[Page text]
The code may also be loaded onto a computer, other programmable data processing apparatus, or other devices to cause a series of operational steps to be performed on the computer, other programmable apparatus or other devices to produce a computer implemented process such that the code which execute on the computer or other programmable apparatus provide processes for implementing the functions/acts specified in the flowchart and/or block diagram block or blocks.

The schematic flowchart diagrams and/or schematic block diagrams in the Figures illustrate the architecture, functionality, and operation of possible implementations of apparatuses, systems, methods and program products according to various embodiments. In this regard, each block in the schematic flowchart diagrams and/or schematic block diagrams may represent a module, segment, or portion of code, which comprises one or more executable instructions of the code for implementing the specified logical function(s).

It should also be noted that, in some alternative implementations, the functions noted in the block may occur out of the order noted in the Figures. For example, two blocks shown in succession may, in fact, be executed substantially concurrently, or the blocks may sometimes be executed in the reverse order, depending upon the functionality involved. Other steps and methods may be conceived that are equivalent in function, logic, or effect to one or more blocks, or portions thereof, of the illustrated Figures.

Although various arrow types and line types may be employed in the flowchart and/or block diagrams, they are understood not to limit the scope of the corresponding embodiments. Indeed, some arrows or other connectors may be used to indicate only the logical flow of the depicted embodiment. For instance, an arrow may indicate a waiting or monitoring period of unspecified duration between enumerated steps of the depicted embodiment. It will also be noted that each block of the block diagrams and/or flowchart diagrams, and combinations of blocks in the block diagrams and/or flowchart diagrams, can be implemented by special purpose hardware-based systems that perform the specified functions or acts, or combinations of special purpose hardware and code.

The description of elements in each figure may refer to elements of proceeding figures. Like numbers refer to like elements in all figures, including alternate embodiments of like elements.

As used herein, a list with a conjunction of “and/or” includes any single item in the list or a combination of items in the list. For example, a list of A, B and/or C includes only A, only B, only C, a combination of A and B, a combination of B and C, a combination of A and C or a combination of A, B and C. As used herein, a list using the terminology “one or more of” includes any single item in the list or a combination of items in the list. For example, one or more of A, B and C includes only A, only B, only C, a combination of A and B, a combination of B and C, a combination of A and C or a combination of A, B and C. As used herein, a list using the terminology “one of” includes one and only one of any single item in the list. For example, “one of A, B and C” includes only A, only B or only C and excludes combinations of A, B and C.

[Problems to work on]
#1 From the flowchart passage, extract the words starting with "It should also" and going on through "the illustrated Figures.".
#2 Show each line of the records that contains the string "shorts", treating uppercase and lowercase as different.
The flowchart passage and the records have no connection to each other.

[Records]
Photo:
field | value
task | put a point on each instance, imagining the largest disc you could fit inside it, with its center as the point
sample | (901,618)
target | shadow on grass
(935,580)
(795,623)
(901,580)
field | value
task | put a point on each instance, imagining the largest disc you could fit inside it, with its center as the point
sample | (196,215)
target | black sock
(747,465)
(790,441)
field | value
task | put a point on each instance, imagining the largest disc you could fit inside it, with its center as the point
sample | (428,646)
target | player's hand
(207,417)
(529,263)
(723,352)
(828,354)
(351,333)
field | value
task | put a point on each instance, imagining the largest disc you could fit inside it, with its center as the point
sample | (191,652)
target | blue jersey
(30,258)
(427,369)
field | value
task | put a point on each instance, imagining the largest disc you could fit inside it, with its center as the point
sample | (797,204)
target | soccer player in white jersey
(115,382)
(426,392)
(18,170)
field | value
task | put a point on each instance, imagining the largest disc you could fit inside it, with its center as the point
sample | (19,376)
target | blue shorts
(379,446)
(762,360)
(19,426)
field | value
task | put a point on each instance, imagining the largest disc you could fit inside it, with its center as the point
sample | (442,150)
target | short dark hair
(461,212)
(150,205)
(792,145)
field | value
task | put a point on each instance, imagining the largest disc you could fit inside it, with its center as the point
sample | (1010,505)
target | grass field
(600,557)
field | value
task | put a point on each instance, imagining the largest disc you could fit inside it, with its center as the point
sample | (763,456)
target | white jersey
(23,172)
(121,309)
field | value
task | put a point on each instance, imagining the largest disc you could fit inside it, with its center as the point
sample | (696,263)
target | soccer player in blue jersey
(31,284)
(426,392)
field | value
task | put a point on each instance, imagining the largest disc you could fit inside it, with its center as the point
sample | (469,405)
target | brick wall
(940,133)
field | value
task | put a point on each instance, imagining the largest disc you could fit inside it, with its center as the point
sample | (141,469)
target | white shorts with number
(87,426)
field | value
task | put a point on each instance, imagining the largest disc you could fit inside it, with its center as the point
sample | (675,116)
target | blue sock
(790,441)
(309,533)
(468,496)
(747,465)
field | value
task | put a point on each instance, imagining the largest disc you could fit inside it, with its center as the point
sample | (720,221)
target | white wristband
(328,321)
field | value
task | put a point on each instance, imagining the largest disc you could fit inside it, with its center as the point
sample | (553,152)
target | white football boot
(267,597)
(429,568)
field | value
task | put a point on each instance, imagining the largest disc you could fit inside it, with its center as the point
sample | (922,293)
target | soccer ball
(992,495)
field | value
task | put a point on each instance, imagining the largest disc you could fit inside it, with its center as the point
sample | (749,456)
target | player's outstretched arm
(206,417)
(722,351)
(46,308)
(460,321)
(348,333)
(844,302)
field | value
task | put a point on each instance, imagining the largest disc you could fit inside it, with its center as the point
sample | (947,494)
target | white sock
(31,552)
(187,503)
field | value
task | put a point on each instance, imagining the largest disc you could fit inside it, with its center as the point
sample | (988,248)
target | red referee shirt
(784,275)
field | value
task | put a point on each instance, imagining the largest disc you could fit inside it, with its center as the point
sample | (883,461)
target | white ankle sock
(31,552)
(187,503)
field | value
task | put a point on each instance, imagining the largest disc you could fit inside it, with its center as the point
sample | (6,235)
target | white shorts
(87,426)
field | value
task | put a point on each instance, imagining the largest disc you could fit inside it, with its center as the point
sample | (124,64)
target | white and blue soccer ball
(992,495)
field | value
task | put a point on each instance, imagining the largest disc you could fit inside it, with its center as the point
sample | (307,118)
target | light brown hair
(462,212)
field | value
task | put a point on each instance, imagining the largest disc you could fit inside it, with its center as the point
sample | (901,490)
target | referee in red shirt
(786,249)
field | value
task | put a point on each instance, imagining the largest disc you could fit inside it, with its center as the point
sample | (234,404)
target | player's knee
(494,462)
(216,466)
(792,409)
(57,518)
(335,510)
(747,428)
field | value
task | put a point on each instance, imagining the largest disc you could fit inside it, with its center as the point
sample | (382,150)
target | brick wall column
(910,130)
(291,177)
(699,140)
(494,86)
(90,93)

[Exercise solutions]
#1
It should also be noted that, in some alternative implementations, the functions noted in the block may occur out of the order noted in the Figures. For example, two blocks shown in succession may, in fact, be executed substantially concurrently, or the blocks may sometimes be executed in the reverse order, depending upon the functionality involved. Other steps and methods may be conceived that are equivalent in function, logic, or effect to one or more blocks, or portions thereof, of the illustrated Figures.

#2
target | blue shorts
target | white shorts with number
target | white shorts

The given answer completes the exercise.